▶ [INFORMATION PROVIDED]:
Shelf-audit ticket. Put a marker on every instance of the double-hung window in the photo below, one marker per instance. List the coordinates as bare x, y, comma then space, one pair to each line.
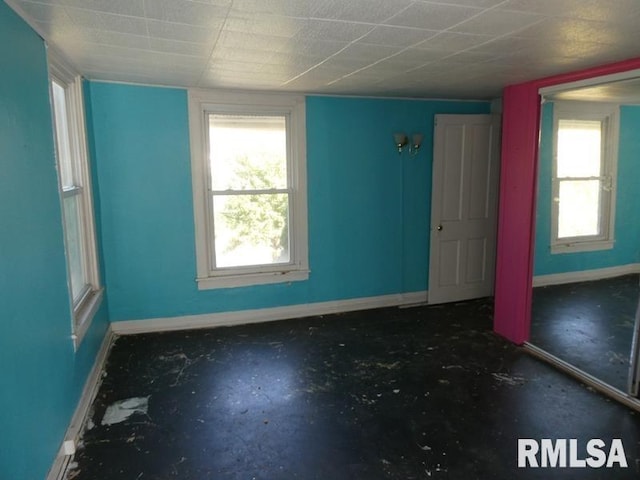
585, 160
75, 192
249, 184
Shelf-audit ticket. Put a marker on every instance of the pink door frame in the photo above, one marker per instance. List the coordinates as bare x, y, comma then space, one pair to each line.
514, 266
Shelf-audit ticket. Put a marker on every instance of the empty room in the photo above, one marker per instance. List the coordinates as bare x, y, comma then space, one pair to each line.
319, 239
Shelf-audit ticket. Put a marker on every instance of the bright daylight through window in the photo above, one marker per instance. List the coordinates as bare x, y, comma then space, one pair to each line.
75, 191
249, 188
583, 181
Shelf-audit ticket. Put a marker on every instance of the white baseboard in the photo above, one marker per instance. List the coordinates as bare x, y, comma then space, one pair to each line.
82, 410
586, 275
209, 320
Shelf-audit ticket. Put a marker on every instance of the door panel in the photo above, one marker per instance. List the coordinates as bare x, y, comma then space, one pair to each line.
464, 207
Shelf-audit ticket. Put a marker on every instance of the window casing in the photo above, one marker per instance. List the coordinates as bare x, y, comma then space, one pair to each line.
249, 183
75, 194
584, 176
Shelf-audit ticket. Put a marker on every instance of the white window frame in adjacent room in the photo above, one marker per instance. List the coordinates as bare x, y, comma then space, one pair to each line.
74, 181
608, 115
292, 108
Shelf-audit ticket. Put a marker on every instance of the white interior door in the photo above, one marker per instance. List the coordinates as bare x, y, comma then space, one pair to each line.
464, 207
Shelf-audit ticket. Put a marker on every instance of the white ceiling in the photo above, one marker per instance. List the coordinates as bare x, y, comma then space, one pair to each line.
407, 48
622, 92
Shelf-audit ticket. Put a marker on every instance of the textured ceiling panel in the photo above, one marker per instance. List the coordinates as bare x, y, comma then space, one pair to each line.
417, 48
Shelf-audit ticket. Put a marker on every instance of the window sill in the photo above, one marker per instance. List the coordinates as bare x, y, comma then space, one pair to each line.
576, 247
83, 315
230, 281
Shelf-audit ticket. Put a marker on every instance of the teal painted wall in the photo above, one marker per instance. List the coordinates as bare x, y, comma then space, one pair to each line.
40, 375
368, 208
627, 223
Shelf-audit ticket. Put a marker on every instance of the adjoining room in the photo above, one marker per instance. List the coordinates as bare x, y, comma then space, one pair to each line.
319, 239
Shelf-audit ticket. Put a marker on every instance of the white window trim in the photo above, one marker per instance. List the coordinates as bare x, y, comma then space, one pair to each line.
85, 309
202, 101
588, 111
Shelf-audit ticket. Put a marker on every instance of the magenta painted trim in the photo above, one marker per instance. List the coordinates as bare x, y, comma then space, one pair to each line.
520, 131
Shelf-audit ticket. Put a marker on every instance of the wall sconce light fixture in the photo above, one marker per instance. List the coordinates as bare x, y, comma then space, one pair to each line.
402, 140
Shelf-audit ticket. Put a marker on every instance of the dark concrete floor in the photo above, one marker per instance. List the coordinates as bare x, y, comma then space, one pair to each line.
420, 393
589, 324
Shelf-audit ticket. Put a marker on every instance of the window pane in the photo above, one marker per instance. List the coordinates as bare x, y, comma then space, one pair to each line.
579, 208
62, 134
251, 229
73, 237
579, 148
247, 152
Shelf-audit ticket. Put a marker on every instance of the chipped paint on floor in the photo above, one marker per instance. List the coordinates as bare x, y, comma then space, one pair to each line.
428, 392
121, 410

▶ [GIVEN TASK]: Nothing in the entries should change as you copy them, except that the pictures are left out.

▶ [TASK SOLUTION]:
Shelf-audit ticket. Put a marker on every instance of the double-hung window in the photo below, one marker per instance. List the coordinates as bare x, y, comma then space, one pair to each line.
585, 160
75, 192
249, 184
Shelf-audit ticket. Put a marker on every instance of the pink door frame in the photo above, one marker per instance. List the coordinates as bare x, y, comma then space, one pair to each line.
514, 266
Shelf-audit ticket. Put a marker on every instance of the empty room in the photo above, one marker per instance. List the coordinates as bare x, y, comma then space, one pair to each line.
319, 239
Shelf-audit ticket. Put a marker on every instance of the bright daylight through window in the photo above, one marker per instance. List the coordinates as bare x, y, comma then space, one pair to each line.
75, 191
249, 188
583, 181
Shelf-audit ticket. Put a marker on every instance of the white baseboard in the photo above, one marker per instance. List the coordinates as bare x, y, comma then space, one pair to each line.
82, 410
586, 275
209, 320
Shelf-audit ticket. Put a marker on every instance of the door panel in the photo above, one marker per instance. List the coordinates as bare x, y, comma then space, one pair to each line.
464, 207
Shelf-audit ticket. Put a marker on every instance of the window casing in the photo above, one marker per instance. List the coordinates as bare x, y, comma then space, one pair to each line.
249, 183
75, 194
584, 176
Shelf-audit ticket. Put a marker on every instance of the white window frame in adjacent room in the photo above, one marker per instance. List the coordinates as bare x, y, comma then space, one pair to each line.
74, 181
608, 115
292, 108
Shelf-audit ticket. Put a marker on every instance of the white interior door in the photo above, one marker per instance. List the coordinates as bare x, y, comma then space, one pair to each line.
464, 207
Shelf-audit ticket. Put a marker on every instance of the white ceiling in the photo above, one marker per instance. List the coordinates as bare x, y, comma then space, one pair to each line.
407, 48
622, 92
Shelf-audit ticket. Put a marker on every instance of the textured ceiling panel in the photo above, one marker per instance. List the coordinates as bare x, y, comma then space, one pair to each line.
417, 48
Shelf-audit ticket. Put a marker on every instance of the window sill in the photo above, one marker per instance. List the coordinates as bare x, y, comma then space, one pair to each line.
576, 247
83, 315
230, 281
Shelf-audit ticket. Put a marker on every instance of the teal painted wall in the photo above, one marker per instance. List the coordinates as bare x, y, comma then space, one pair to each line.
40, 375
368, 208
627, 223
Shelf-audit ticket. Put a marker on every instance of the adjoining room in the photo above, one marker per instance. List the coordinates as bare x, y, comma then space, one pair to each line.
319, 239
Shelf-audit ticket. Put a marker on every instance of the white window trim in the photo above, one marker per instance. List the coordinates as bare x, y, comma then space, one pair to each line.
85, 309
202, 101
588, 111
Shelf-audit ticket. Put a marker on every instance of the magenta painted trim in the photo above, one marker per instance. List the coordinates as bare x, y, comma then space, one pair to each line.
520, 131
Shelf-audit ticket. Put a marker on every instance of the wall sconce light fixture in the photo above, one marker per instance. List the coordinates as bare x, y, comma then space, one pair to each line.
402, 140
Shelf-audit ticket. Put a marker on every instance of the dark concrete floor in the photo above, one marker per instance. List the coordinates as bare x, y, comma then space, one pair to each line.
420, 393
589, 324
Shelf-audit ticket. Put a marker on every instance of the window pane in the photo above, one marker per instance. List the coordinates as bare x, y, comma then space, one pair to each line.
579, 208
62, 134
251, 229
73, 237
579, 148
247, 152
Shelf-audit ticket. Put a marker on every instance of the chipped paint on floor in the photo above, one marker per instance. List the coordinates as bare x, y, comma then space, one pair to each line.
428, 392
121, 410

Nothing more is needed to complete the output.